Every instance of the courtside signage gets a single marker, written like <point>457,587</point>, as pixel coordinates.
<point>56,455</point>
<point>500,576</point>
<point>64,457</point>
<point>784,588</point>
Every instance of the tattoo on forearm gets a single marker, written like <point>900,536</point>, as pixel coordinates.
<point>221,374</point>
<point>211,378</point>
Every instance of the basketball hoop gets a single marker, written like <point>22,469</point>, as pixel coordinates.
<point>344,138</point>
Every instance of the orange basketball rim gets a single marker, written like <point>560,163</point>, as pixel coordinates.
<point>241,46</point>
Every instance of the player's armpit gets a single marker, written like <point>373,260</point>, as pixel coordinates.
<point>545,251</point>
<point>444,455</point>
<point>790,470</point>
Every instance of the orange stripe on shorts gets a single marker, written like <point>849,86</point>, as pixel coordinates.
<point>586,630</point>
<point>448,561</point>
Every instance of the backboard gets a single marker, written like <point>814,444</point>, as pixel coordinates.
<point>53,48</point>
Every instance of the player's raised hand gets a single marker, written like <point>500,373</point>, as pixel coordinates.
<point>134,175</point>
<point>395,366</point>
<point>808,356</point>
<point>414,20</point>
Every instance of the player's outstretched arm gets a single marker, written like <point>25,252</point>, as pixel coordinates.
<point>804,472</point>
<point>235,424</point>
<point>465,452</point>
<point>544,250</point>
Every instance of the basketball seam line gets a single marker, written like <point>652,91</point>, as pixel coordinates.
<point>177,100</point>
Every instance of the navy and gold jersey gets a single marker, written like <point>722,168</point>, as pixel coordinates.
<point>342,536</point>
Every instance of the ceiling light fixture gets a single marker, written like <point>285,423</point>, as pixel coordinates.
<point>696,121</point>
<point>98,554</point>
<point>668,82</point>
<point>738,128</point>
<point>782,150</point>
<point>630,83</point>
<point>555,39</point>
-.-.-
## Work order
Please restate each record exactly as it reads.

## Task response
Every instance of the courtside signage gets a single marker, written like <point>457,587</point>, as pixel coordinates.
<point>56,455</point>
<point>500,576</point>
<point>64,457</point>
<point>784,588</point>
Every instance of the tattoo on forearm gets a single marker, written like <point>900,536</point>, as pixel coordinates.
<point>221,374</point>
<point>211,378</point>
Every instance of the basketball hoop gets a single marker, written like <point>22,469</point>, as pixel coordinates.
<point>344,138</point>
Every instance of the orange basketball rim gets a single marker, written like <point>560,163</point>, as pixel coordinates.
<point>241,46</point>
Every instance of the player's armpit gets a single marker, written like <point>373,260</point>, as pixel coordinates.
<point>545,251</point>
<point>444,455</point>
<point>790,470</point>
Every instance of the orange stripe on shorts gets a single marker, written like <point>849,86</point>, as pixel coordinates.
<point>586,630</point>
<point>448,561</point>
Every instance of the backboard gets a single marker, written like <point>814,444</point>, as pixel coordinates.
<point>53,48</point>
Every instance of the player's raised hand gets a single marker, written like <point>500,373</point>, as pixel coordinates.
<point>134,175</point>
<point>395,366</point>
<point>808,356</point>
<point>414,20</point>
Every instance of the player's outstretched arm gets a single marker, written like <point>25,252</point>, as pixel coordinates.
<point>804,472</point>
<point>235,424</point>
<point>465,452</point>
<point>544,250</point>
Every instance of the basketball seam line gets a single marker, written like <point>652,91</point>, as pixel coordinates.
<point>177,100</point>
Every instance of the navy and gold jersey gets a single marker, written like <point>722,168</point>, as pixel coordinates.
<point>342,536</point>
Every instance of the ceiling light fixture gets a single marker, written like <point>285,423</point>, as pixel coordinates.
<point>696,121</point>
<point>98,554</point>
<point>668,82</point>
<point>738,128</point>
<point>782,150</point>
<point>630,83</point>
<point>555,39</point>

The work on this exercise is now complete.